Given task » How many lines in the listing below contain the string "soccer"? Reply with the number alone.

Task material »
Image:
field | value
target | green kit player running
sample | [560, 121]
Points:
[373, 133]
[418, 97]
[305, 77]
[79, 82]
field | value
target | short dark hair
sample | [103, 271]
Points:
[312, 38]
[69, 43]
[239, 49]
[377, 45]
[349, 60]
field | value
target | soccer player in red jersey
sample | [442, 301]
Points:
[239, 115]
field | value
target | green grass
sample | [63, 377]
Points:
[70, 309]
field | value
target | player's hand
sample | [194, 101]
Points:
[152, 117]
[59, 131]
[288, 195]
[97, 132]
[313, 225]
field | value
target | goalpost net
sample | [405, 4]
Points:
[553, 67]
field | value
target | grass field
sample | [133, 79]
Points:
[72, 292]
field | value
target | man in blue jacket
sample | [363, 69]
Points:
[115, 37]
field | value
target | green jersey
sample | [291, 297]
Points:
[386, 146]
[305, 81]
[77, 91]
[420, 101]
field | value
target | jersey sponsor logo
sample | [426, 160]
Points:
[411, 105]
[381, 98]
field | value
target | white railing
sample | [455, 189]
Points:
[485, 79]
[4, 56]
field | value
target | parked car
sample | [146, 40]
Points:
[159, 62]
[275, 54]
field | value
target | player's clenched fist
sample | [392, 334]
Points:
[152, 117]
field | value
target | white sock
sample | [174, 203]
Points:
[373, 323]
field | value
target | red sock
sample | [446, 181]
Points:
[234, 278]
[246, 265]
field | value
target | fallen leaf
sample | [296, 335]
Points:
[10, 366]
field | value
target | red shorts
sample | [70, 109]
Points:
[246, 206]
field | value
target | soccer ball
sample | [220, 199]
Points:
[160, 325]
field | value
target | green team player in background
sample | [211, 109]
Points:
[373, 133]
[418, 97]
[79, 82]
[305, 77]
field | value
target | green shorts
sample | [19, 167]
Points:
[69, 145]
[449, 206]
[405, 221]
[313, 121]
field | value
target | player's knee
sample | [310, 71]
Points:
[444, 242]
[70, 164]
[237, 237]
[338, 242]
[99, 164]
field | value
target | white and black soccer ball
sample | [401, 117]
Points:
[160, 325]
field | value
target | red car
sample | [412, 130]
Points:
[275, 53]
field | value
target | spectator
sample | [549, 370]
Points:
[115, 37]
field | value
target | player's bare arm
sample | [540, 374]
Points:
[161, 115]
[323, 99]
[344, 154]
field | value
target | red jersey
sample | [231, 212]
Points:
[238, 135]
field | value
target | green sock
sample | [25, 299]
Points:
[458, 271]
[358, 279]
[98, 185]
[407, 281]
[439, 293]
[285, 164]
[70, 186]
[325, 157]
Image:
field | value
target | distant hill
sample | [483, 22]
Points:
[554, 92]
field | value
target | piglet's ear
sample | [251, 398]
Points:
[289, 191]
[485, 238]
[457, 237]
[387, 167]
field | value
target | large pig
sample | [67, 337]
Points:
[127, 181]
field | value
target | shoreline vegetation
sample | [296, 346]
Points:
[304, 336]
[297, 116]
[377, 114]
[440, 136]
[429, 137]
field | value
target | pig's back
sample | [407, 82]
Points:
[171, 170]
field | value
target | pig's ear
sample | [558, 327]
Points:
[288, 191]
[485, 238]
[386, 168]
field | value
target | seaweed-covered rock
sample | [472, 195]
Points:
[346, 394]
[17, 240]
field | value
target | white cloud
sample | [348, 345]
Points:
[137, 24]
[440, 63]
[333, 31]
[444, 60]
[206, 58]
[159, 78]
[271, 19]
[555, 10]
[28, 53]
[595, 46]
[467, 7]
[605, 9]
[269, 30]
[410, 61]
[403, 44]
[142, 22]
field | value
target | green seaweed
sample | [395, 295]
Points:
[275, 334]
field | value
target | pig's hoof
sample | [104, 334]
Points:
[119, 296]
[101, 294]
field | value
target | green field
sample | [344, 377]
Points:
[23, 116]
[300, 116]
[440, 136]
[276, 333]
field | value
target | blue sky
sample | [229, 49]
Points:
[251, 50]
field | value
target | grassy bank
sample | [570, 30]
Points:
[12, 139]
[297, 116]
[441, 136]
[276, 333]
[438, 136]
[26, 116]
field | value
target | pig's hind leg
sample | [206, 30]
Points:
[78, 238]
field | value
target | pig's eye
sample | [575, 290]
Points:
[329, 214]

Written response » 3